#### [What needs to be done]
Every entry has to be output exactly, with none skipped.

** Task input follows **

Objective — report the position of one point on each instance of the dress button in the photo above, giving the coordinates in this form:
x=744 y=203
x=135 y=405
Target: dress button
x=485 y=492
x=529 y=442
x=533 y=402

** End of Task input **

#### [Solved exercise]
Objective — report the position of one point on each instance of the dress button in the photo above, giving the coordinates in this form:
x=744 y=203
x=135 y=405
Target: dress button
x=485 y=492
x=529 y=442
x=533 y=402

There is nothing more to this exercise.